— Start of PROVIDED RECORDS —

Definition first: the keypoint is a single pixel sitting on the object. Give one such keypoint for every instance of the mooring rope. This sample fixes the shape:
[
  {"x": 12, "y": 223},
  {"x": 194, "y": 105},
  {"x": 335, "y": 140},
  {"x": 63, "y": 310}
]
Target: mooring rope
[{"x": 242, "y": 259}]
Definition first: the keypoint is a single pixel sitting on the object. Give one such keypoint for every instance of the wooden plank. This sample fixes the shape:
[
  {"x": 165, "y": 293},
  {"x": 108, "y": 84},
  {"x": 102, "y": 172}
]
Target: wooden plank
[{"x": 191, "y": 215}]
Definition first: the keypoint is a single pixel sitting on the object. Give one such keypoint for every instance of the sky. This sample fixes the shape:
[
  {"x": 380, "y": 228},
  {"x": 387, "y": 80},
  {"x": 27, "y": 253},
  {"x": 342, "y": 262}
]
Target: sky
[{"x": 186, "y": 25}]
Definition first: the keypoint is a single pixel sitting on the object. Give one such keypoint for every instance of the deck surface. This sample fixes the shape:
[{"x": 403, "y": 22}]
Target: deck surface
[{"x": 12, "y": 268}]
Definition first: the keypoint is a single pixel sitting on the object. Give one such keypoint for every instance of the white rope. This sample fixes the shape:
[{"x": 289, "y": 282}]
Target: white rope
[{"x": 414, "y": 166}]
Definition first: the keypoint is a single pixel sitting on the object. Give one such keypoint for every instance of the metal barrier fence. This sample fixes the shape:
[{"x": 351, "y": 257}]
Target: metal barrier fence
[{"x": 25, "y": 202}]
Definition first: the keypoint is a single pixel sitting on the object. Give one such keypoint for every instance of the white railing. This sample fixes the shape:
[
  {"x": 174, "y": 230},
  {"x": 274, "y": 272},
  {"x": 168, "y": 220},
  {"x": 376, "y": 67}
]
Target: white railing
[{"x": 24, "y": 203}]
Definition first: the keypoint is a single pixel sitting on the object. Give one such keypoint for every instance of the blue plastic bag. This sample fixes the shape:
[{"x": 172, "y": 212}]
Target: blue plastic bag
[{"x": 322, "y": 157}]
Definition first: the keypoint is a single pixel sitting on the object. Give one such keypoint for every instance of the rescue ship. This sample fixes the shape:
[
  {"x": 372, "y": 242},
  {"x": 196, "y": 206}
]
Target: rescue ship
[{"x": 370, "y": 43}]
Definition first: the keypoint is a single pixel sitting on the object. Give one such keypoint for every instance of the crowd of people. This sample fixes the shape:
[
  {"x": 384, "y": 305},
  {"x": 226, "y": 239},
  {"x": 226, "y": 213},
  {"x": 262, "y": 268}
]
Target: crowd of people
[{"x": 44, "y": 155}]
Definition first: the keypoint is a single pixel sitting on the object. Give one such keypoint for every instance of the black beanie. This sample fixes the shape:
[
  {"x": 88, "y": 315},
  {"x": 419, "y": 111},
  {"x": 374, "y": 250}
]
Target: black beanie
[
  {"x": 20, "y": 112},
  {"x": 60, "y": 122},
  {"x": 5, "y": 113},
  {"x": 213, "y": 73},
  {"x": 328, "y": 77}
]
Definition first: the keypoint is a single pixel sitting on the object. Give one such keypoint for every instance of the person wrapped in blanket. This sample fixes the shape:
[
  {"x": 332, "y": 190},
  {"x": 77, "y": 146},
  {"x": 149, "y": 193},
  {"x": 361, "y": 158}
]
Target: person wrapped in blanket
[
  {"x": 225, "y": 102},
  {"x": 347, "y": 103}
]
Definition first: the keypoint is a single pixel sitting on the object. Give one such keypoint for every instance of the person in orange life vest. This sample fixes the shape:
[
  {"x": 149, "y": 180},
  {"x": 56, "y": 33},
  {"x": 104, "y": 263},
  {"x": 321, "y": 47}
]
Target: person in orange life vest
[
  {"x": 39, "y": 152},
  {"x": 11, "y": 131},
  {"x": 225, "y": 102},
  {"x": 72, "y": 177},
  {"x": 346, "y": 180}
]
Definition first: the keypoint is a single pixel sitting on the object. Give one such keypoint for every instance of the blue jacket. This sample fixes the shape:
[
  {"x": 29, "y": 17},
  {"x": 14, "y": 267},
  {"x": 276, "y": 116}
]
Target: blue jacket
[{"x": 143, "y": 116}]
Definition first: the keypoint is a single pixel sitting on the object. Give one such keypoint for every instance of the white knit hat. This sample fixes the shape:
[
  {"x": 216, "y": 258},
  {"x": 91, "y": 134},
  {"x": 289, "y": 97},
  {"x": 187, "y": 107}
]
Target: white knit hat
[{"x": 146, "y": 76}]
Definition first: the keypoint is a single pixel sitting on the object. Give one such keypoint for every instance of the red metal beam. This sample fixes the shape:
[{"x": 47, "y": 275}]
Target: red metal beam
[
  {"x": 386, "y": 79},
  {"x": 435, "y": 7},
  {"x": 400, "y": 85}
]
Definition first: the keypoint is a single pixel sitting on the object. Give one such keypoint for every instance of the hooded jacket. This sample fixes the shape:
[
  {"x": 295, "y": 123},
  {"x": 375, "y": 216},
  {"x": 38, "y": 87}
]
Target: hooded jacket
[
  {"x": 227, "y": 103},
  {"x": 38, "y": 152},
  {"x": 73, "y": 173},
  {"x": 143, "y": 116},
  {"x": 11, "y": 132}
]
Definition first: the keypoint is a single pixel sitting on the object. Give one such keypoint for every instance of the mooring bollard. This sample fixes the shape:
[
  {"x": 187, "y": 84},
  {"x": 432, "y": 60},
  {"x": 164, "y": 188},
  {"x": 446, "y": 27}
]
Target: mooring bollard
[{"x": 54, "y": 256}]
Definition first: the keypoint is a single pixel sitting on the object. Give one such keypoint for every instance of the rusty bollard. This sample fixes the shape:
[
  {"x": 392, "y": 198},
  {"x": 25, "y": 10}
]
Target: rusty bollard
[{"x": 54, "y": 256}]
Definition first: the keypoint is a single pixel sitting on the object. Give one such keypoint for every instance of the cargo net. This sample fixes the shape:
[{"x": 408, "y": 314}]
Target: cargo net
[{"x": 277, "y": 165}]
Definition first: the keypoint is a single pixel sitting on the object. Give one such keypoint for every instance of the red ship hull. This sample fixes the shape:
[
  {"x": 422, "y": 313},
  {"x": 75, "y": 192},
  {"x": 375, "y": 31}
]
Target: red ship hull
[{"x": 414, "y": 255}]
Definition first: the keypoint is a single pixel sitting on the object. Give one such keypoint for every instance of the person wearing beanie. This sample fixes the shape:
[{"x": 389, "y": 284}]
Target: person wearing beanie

— End of PROVIDED RECORDS —

### SET EXERCISE
Rewrite the stretch from the line containing "the red ship" through the last of the rows, changing "red ship hull" to "steel ship hull" and keeping everything else the same.

### THE SOLUTION
Definition first: the keypoint is a single pixel sitting on the object. Give one such keypoint for every instance of the steel ship hull. This sample fixes the shape:
[
  {"x": 422, "y": 313},
  {"x": 75, "y": 192},
  {"x": 375, "y": 31}
]
Target: steel ship hull
[{"x": 414, "y": 255}]
Definition first: the keypoint is a single pixel sitting on the object. Give one such keypoint for every instance of the person wearing beanie. This sample fixes the shape:
[{"x": 389, "y": 284}]
Target: person wearing beanie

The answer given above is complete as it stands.